** BEGIN **
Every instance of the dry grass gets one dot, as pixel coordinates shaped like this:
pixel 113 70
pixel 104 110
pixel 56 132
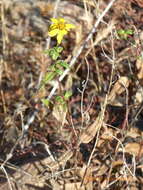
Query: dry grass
pixel 96 143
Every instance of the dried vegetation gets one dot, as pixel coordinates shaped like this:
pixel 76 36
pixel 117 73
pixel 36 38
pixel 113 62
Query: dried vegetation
pixel 96 143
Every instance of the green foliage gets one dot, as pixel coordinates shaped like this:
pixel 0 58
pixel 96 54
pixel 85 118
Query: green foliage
pixel 54 52
pixel 124 34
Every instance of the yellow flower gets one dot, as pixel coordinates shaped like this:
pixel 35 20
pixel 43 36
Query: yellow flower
pixel 59 28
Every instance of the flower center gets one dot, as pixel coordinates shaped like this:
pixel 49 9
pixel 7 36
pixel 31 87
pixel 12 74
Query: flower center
pixel 61 26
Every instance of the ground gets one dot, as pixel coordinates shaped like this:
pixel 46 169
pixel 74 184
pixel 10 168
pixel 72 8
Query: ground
pixel 93 139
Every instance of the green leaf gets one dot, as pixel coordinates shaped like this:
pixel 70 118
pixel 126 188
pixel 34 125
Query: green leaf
pixel 49 76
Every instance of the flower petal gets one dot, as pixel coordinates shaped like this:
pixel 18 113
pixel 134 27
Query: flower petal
pixel 54 20
pixel 53 32
pixel 61 20
pixel 63 32
pixel 69 26
pixel 59 38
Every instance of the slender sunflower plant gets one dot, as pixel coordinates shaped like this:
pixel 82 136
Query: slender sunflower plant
pixel 59 28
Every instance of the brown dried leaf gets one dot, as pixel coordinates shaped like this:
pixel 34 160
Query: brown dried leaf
pixel 91 131
pixel 134 148
pixel 61 161
pixel 118 88
pixel 74 186
pixel 139 65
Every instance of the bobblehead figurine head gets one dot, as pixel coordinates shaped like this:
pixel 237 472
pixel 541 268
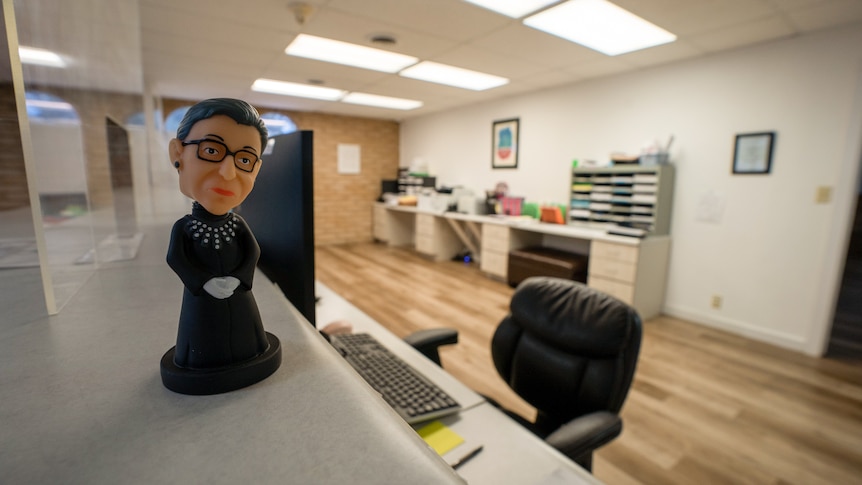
** END **
## Prompt
Reproduce the material above verbatim, everything from the line containing "Every instance of the flower center" down to the line containing "pixel 139 65", both of those lines included.

## Expected answer
Every instance of the flower center gets one dot, as pixel coordinates shaped like this:
pixel 49 9
pixel 7 36
pixel 31 87
pixel 12 74
Query: flower center
pixel 61 26
Every instance of the ground gets one dot, as pixel coordinates shaped like this:
pixel 46 169
pixel 74 184
pixel 10 168
pixel 72 8
Query: ground
pixel 93 139
Every instance of the green leaf gets one dot, as pixel coordinates shaped like this:
pixel 70 118
pixel 126 188
pixel 34 125
Query: green leaf
pixel 49 76
Every instance of the flower petal gets one dot, as pixel coordinates shaped like this:
pixel 18 113
pixel 134 27
Query: flower petal
pixel 54 20
pixel 53 32
pixel 61 20
pixel 63 32
pixel 69 26
pixel 59 38
Every instance of the slender sunflower plant gets one dot, as pixel coordinates shaped like this:
pixel 82 136
Query: slender sunflower plant
pixel 59 28
Every instance of the brown dried leaf gets one dot, as pixel coordinates shaped like this:
pixel 34 160
Query: brown dried leaf
pixel 91 131
pixel 134 148
pixel 61 161
pixel 118 88
pixel 74 186
pixel 139 65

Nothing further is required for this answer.